**Task objective**
Only the number is wanted: state how many lines of the data below contain the word "breakwater".

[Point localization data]
----------------------------------------
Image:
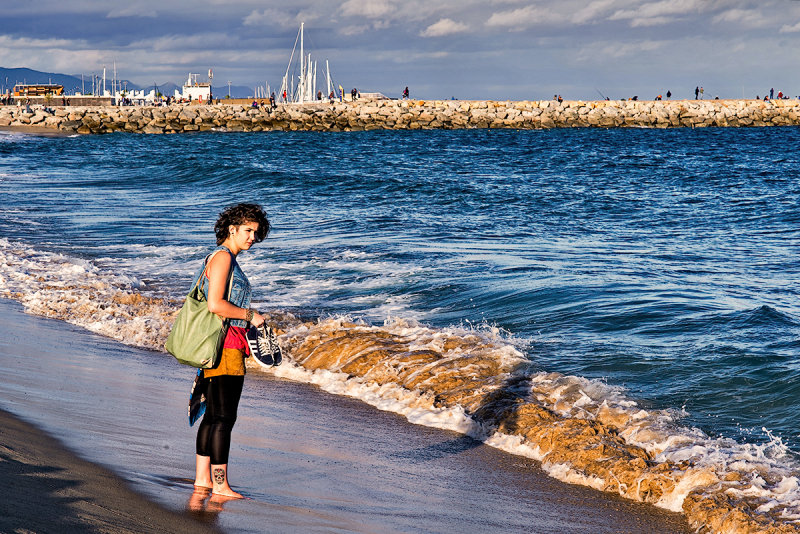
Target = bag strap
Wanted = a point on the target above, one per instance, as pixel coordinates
(205, 269)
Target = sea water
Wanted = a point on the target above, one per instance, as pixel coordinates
(654, 271)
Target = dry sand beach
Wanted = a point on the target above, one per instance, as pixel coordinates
(308, 461)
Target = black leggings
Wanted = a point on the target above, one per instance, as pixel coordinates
(222, 402)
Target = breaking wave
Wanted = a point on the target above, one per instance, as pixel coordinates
(472, 380)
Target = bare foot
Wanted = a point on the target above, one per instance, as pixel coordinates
(198, 499)
(228, 493)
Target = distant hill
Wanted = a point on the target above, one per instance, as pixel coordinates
(73, 83)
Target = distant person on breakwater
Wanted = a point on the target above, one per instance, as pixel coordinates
(238, 228)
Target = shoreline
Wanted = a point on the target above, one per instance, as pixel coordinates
(307, 460)
(54, 489)
(403, 115)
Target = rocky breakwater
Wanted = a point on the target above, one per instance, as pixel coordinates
(409, 115)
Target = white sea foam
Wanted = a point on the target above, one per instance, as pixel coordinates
(111, 303)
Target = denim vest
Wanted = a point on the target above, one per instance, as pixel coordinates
(241, 293)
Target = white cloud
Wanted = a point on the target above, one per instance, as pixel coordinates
(523, 17)
(749, 18)
(790, 29)
(662, 11)
(132, 10)
(268, 17)
(617, 50)
(444, 27)
(371, 9)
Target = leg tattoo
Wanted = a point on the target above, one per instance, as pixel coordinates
(219, 475)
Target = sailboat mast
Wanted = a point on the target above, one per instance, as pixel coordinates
(328, 77)
(302, 66)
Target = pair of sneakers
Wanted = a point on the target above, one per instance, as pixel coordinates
(264, 346)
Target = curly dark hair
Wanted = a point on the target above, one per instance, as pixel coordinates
(241, 214)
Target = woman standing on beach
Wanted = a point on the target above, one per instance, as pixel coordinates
(237, 229)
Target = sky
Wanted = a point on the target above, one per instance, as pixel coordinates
(467, 49)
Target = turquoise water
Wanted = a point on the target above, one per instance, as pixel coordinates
(662, 261)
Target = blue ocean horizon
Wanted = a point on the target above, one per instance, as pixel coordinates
(663, 263)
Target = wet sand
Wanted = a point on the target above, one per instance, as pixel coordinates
(308, 461)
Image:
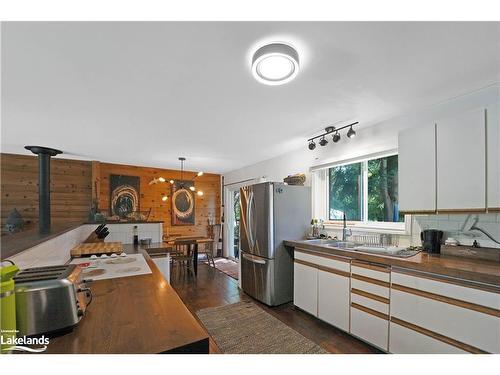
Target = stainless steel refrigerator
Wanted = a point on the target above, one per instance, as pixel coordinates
(270, 213)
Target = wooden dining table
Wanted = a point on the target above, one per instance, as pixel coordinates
(194, 241)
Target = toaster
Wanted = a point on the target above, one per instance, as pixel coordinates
(50, 300)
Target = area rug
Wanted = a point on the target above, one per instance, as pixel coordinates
(245, 328)
(227, 266)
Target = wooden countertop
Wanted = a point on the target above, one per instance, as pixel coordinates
(136, 314)
(15, 243)
(481, 271)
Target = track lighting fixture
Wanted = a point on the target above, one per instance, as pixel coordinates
(351, 133)
(336, 136)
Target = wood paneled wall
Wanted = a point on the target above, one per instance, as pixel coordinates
(150, 195)
(71, 188)
(75, 183)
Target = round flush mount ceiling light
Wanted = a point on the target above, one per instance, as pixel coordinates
(275, 64)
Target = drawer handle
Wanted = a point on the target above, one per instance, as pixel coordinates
(437, 336)
(370, 280)
(367, 310)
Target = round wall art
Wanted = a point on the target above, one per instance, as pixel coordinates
(182, 204)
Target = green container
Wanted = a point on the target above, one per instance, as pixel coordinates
(7, 306)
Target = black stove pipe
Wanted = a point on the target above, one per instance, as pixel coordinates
(44, 155)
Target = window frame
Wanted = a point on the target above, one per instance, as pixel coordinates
(365, 225)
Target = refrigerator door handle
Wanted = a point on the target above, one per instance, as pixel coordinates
(253, 259)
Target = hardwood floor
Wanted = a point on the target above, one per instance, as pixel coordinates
(213, 288)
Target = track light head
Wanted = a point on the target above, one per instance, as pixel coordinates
(351, 133)
(336, 137)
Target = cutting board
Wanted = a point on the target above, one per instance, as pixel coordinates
(96, 248)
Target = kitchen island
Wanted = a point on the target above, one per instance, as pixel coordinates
(134, 315)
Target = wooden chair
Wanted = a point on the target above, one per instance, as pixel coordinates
(182, 255)
(211, 247)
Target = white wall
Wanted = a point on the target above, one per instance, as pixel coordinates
(379, 138)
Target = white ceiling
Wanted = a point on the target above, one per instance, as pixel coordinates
(145, 93)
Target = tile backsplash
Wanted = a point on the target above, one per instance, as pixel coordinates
(458, 226)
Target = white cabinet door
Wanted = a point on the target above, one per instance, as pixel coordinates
(305, 288)
(417, 169)
(461, 161)
(333, 299)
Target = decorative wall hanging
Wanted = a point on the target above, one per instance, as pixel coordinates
(124, 195)
(183, 203)
(191, 186)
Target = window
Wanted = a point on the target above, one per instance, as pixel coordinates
(365, 191)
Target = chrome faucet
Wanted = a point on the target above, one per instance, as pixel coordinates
(345, 231)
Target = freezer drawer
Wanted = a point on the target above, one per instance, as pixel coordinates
(257, 226)
(257, 277)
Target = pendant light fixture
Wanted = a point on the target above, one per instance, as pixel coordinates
(275, 64)
(182, 184)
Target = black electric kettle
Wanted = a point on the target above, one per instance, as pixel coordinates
(431, 240)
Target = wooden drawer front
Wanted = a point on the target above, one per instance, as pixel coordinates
(340, 265)
(467, 326)
(404, 340)
(366, 286)
(370, 328)
(333, 299)
(305, 288)
(370, 303)
(371, 271)
(448, 289)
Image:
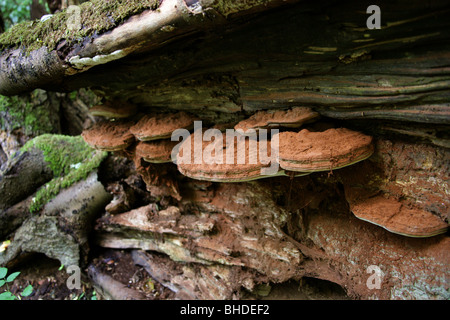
----------------------------------------
**Solution for this exercise**
2